***** KUTIPAN TEKS

Apakah pembangunan PLTA Peusangan pantas dilanjutkan?



Krueng peusangan merupakan daerah aliran sungai di Aceh yang melintasi 5 kabupaten/kota yang berhulu di Lut Tawar dengan panjang mencapai 128 km. Kondisi DAS hari ini berstatus kritis nasional sebab galian C dan pembalakan liar. Potensi debit airnya yang mencapai 16 miliar per kubik menjadikannya memiliki potensi pembangkit listrik. 

Untuk memenuhi kebutuhan listrik negeri ini yang nantinya akan meningkatkan pertumbuhan ekonomi dan prasarana investasi. Untuk meningkatkan ketersediaan pasokan listrik pemerintah melakukan penambahan daya 35.000 Megawatt melalui program nasional dicanangkan. Dalam rangka memenuhi listrik Sumatera akan ada pembangunan-pembangunan pembangkit. Lima pembangkit listrik baru  dibangun di Aceh sejak 2017 hingga 2020 dengan daya mencapai 2.020 megawatt. 



Termasuklah didalamnya pembangunan PLTA Peusangan dan beberapa pembangkit listrik yang sebagian pengadaannya yang sedang dilaksanakan di Ladong dan Lhokseumawe. Energi yang dihasilkan keduanya hampir mencapai 300 megawatt. Jika dijumlah dengan energi yang tersedia saat ini maka bukan hanya cukup bahkan surplus. Sebab menurut PLN kebutuhan listrik Aceh hanya 400 megawatt.

Setiap pembangunan merupakan bagian pengadaan. Dalam pembangunan amatlah rentan bukan hanya berpeluang korupsi bahkan disusupi oleh banyak mafia. Hal ini dapat kita lihat dalam banyak proyek pengadaan dalam dunia pendidikan seperti BOS atau kapitalisasi kesehatan seperti BPJS.
mari kita lihat bersama. Dalam hal pembangunan PLTA Peusangan periode lanjutan ini yang didanai oleh PT. Wijaya Karya dan Hyundai juga berpotensi demikian. Pembangunan PLTA ini yang sempat terhenti karena beberapa hal termasuk konflik dan gempa. Berikut saya kutip pernyataan Weddy GM PLN;
"Kami harus melakukan studi ulang pembangunan PLTA Peusangan pasca gempa di Aceh Tengah, yang terjadi beberapa tahun lalu. Sebagian besar pembangunan proyek ini berada di bawah tanah, jadi harus benar-benar didukung dengan hasil kajian dan perencanaan yang sempurna. Kami mendesain ulang pembangunannya,"



Jika karena konflik, damai Aceh setelah penandatanganan MoU pada 15 Agustus 2005 kita sudah 13 tahun lamanya. Begitu juga dengan gempa Gayo yang terjadi pada 2013 yang lalu artinya hampir 5 tahun berlalu dan pembangunan ini tidak juga selesai. Mengapa demikian?

**********

TUGAS TERTULIS 1 ▸
Pilah setiap baris di bawah yang memuat kata "tail" lalu salin utuh. Huruf besar dan kecil dibedakan.
Kutipan teks dan baris-baris data tidak saling berhubungan.

***** BARIS TERSEDIA

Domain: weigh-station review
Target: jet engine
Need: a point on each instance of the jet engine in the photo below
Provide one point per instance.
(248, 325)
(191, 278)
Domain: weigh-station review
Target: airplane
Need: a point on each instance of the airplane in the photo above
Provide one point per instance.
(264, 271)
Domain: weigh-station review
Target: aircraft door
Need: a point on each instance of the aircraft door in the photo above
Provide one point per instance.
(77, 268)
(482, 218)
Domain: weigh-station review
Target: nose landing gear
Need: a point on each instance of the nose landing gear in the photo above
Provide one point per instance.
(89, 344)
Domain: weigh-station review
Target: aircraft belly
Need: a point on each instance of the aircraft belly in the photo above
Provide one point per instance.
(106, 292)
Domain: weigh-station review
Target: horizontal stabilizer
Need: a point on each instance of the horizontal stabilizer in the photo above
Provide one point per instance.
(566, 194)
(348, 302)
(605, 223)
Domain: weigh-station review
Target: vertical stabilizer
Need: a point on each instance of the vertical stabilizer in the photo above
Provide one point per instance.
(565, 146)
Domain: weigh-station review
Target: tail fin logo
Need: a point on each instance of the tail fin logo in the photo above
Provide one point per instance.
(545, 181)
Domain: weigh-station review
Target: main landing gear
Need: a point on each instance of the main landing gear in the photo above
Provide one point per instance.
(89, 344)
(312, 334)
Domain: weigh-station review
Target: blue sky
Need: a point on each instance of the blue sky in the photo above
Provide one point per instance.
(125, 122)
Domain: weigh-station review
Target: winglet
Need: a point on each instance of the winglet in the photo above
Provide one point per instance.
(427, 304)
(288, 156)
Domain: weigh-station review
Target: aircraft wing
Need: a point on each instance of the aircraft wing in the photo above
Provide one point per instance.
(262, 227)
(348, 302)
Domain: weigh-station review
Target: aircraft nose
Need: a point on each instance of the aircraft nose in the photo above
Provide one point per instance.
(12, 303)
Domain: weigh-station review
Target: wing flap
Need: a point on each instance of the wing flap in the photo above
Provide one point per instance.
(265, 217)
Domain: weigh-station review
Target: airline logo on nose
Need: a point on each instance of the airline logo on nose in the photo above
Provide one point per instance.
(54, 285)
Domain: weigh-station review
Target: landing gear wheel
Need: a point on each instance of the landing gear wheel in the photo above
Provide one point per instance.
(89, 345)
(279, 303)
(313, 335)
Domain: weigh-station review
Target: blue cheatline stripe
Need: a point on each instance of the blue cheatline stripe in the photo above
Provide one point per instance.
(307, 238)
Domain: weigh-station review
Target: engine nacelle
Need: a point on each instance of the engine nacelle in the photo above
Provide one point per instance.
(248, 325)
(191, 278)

**********

TUGAS TERTULIS 2 ▸
Menurut kutipan teks tentang PLTA Peusangan, berapa kebutuhan listrik Aceh versi PLN?

HASIL TUGAS 1 ▸
Target: tail fin logo
Need: a point on each instance of the tail fin logo in the photo above

HASIL TUGAS 2 ▸
Hanya 400 megawatt.